* [Your goal]:
Output exactly the lines from the line with "Drop a pin on each instance of the plastic" through the end of the records below. Include nothing else.

* [Extracted material]:

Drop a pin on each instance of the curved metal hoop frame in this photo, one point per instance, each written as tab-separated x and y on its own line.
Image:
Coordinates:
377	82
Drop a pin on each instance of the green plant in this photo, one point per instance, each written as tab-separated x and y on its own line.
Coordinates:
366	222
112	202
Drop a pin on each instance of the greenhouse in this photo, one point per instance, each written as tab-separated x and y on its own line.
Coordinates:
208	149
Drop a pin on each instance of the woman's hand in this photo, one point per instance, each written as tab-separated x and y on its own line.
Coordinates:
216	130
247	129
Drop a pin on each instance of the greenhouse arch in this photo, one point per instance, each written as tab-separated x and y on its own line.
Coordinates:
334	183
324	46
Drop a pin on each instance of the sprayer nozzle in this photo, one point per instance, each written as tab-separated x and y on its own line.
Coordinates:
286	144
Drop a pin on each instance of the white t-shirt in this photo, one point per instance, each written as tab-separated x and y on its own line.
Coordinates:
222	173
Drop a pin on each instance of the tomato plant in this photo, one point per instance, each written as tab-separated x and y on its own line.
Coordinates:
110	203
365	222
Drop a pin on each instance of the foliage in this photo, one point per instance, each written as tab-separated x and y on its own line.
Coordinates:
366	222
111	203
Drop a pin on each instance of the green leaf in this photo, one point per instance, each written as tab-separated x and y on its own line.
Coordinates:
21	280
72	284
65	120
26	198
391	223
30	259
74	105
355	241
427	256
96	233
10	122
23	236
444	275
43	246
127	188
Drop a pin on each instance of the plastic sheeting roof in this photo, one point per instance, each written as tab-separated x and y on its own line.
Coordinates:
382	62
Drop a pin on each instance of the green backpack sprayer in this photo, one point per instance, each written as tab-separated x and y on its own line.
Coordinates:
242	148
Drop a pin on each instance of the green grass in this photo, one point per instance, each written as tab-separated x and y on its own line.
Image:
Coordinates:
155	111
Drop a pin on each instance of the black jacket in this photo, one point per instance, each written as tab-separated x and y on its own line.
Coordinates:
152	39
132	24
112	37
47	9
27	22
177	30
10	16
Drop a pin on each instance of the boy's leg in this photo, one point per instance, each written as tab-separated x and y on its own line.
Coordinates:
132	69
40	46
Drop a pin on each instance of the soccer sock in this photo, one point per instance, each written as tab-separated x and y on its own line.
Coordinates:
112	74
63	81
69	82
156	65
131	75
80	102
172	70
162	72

* [Exercise solution]:
Drop a pin on each instance of the plastic sheeting roof in this photo, one point per instance, each written as tab-separated x and y on its own line.
Coordinates:
382	62
Drop a pin on each instance of the green backpack sprayer in this photo, one point per instance, each written as tab-separated x and y on its own line.
Coordinates:
242	148
Drop a pin on each instance of the green grass in this photo, one point per instance, each written as tab-separated x and y on its own line.
Image:
Coordinates:
155	111
Drop a pin on each instance of the black jacket in this photo, one point per instance, each written as tab-separated x and y on its own line.
Coordinates:
152	39
132	24
112	37
47	9
27	22
177	30
10	16
Drop a pin on each instance of the boy's leg in this photo, one point per instance, each written as tab-separated x and y on its own line.
Coordinates:
132	69
40	46
Drop a pin on each instance of the soccer sock in this photo, one point per instance, each written as tab-separated x and y on its own line.
Coordinates:
112	74
63	81
69	82
156	65
131	75
80	102
172	70
162	72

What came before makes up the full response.